Exercise
After locating the line with "Can you see the golden retriever's front", retype it and every later line exactly, stopping at the end of the records.

Stored entries

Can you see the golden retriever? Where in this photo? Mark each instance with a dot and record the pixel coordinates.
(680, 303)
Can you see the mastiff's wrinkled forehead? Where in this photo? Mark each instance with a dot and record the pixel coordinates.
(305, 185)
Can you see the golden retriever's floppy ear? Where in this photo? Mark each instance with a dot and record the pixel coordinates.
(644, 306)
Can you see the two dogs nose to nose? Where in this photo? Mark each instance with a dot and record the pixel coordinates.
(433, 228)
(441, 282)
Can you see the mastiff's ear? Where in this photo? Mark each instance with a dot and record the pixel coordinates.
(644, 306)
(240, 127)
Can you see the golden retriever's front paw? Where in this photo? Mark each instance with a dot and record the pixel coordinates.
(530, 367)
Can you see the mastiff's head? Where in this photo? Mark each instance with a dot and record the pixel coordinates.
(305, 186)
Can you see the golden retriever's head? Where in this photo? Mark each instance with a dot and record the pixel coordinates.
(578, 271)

Solution
Can you see the golden retriever's front paw? Where in this photo? Mark each instance with a dot and record the pixel coordinates.
(530, 367)
Can you see the mastiff's head? Where in this photo? Mark each instance with a dot and record the pixel coordinates.
(305, 186)
Can you see the golden retriever's head? Where in this photo? Mark each instance with a dot and record the pixel coordinates.
(578, 271)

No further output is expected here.